Stored items:
----------

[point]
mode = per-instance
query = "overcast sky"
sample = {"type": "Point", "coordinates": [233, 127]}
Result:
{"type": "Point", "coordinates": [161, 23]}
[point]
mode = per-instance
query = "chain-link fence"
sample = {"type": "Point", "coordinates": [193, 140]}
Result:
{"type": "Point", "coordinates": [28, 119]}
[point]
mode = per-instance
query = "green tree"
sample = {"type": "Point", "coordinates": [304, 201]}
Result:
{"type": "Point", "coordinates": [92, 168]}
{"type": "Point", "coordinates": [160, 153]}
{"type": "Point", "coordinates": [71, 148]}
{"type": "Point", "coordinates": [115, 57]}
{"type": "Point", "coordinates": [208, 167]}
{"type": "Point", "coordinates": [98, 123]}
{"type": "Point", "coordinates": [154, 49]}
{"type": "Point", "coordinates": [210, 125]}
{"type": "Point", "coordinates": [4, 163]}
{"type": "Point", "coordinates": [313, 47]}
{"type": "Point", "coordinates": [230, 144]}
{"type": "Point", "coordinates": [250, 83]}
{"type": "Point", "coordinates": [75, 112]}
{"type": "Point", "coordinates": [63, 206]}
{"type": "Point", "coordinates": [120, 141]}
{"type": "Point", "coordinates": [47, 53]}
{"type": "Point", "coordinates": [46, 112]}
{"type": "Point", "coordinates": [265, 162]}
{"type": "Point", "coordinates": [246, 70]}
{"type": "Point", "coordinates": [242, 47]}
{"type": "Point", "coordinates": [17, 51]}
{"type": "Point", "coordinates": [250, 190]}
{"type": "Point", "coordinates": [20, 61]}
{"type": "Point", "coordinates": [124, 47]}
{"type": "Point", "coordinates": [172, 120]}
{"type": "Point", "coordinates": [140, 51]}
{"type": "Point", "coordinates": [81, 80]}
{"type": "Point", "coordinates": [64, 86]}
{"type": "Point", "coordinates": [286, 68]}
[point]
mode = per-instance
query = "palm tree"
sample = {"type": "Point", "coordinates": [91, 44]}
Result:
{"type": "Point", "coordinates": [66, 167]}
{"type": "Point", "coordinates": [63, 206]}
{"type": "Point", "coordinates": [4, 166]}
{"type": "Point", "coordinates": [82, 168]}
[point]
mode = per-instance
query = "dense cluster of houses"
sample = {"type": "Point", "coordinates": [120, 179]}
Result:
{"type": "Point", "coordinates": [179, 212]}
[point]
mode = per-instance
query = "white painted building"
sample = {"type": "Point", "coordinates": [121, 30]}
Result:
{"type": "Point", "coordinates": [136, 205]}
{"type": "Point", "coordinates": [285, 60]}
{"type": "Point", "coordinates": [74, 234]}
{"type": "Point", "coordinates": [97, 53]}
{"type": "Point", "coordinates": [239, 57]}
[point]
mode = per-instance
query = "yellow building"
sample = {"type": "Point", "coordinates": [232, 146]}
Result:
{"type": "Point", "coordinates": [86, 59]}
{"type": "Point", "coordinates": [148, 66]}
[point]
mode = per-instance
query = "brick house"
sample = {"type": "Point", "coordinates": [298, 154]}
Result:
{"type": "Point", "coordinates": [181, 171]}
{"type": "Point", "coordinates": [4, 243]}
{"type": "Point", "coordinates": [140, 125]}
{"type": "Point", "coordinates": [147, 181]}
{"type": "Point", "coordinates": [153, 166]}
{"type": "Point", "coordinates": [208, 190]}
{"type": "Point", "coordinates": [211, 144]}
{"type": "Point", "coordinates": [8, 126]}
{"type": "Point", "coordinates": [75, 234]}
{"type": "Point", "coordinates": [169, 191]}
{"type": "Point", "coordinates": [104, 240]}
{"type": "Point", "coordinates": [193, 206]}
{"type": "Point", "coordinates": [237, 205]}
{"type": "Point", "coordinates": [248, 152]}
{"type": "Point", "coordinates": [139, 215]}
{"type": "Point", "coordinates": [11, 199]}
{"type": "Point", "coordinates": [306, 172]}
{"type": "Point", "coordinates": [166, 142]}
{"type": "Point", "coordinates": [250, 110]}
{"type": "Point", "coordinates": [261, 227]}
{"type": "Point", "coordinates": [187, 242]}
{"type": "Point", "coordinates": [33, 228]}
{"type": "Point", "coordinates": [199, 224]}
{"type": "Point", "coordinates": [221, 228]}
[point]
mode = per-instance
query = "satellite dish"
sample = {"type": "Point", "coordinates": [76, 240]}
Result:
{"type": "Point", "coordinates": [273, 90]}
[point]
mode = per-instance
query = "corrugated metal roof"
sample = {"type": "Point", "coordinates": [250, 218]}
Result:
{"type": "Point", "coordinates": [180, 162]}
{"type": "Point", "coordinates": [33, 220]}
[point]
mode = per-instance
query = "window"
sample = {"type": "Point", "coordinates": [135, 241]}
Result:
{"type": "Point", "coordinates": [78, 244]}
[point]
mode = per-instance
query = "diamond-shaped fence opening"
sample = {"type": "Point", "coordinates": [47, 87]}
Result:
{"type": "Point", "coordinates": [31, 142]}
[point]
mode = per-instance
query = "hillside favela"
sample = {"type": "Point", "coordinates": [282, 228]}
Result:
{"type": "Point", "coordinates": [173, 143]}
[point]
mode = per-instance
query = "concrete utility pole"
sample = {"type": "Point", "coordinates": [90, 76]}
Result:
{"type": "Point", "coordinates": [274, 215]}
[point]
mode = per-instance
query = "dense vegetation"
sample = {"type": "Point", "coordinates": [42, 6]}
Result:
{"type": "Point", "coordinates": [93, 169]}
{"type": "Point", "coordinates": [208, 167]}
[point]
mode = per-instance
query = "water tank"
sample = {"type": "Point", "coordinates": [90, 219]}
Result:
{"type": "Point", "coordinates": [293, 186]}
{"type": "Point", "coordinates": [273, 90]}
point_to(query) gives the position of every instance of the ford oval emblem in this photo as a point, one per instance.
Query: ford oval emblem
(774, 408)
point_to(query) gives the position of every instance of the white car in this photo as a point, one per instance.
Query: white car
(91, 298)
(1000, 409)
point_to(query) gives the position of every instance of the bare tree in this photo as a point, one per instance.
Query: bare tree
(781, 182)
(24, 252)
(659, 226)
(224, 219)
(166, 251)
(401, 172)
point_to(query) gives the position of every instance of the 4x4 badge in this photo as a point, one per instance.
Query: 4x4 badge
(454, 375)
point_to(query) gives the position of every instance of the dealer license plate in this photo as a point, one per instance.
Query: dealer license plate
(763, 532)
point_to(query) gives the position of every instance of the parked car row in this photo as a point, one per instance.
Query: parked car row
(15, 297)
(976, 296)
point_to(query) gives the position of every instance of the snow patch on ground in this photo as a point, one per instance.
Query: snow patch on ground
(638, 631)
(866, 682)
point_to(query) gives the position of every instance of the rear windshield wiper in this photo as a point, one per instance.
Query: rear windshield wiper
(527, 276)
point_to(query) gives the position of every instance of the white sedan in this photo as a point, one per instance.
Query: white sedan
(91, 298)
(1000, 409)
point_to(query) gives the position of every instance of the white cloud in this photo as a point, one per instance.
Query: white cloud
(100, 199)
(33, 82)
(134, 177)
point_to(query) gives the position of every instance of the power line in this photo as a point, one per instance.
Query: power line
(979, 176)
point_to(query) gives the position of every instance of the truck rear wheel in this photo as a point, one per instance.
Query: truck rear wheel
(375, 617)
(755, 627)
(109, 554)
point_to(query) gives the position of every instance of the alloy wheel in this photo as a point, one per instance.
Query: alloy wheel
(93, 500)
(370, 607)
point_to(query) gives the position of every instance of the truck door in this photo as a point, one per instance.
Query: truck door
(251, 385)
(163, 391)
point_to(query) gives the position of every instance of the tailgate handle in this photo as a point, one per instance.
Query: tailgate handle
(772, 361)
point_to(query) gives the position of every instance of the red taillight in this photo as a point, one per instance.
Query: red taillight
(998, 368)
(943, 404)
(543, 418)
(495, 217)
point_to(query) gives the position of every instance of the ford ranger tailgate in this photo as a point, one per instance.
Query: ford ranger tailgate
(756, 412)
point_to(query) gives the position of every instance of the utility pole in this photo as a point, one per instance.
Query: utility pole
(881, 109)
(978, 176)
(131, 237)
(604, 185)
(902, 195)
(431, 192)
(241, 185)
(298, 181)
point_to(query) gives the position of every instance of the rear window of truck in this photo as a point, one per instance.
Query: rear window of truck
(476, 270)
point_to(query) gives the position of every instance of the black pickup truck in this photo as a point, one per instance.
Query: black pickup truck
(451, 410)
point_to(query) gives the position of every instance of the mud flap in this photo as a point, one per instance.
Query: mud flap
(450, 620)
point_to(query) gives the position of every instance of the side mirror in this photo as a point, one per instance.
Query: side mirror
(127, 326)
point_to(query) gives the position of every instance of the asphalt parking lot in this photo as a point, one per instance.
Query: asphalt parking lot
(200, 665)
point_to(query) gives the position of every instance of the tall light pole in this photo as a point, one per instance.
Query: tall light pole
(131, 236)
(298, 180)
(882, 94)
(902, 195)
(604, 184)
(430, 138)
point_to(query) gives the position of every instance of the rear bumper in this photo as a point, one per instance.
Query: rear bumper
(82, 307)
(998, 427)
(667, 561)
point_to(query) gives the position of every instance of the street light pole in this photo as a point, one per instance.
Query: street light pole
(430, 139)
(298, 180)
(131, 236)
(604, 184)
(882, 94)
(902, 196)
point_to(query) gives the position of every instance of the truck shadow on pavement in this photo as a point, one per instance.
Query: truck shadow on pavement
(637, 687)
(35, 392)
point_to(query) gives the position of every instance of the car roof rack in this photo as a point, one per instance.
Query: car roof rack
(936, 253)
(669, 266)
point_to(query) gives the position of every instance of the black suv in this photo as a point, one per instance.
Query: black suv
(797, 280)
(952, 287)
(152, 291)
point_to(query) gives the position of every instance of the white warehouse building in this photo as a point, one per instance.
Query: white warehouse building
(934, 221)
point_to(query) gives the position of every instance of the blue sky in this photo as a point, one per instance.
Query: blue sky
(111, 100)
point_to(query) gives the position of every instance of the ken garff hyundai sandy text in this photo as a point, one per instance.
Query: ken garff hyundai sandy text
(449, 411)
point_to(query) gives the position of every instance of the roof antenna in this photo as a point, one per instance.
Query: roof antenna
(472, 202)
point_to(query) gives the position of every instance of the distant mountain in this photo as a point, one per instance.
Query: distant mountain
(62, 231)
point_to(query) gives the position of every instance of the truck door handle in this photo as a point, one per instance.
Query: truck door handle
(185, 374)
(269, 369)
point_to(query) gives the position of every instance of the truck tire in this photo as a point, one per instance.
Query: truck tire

----------

Work instructions:
A count is needed of the lines in the entries that contain "dense". Supply only that number.

Answer section:
2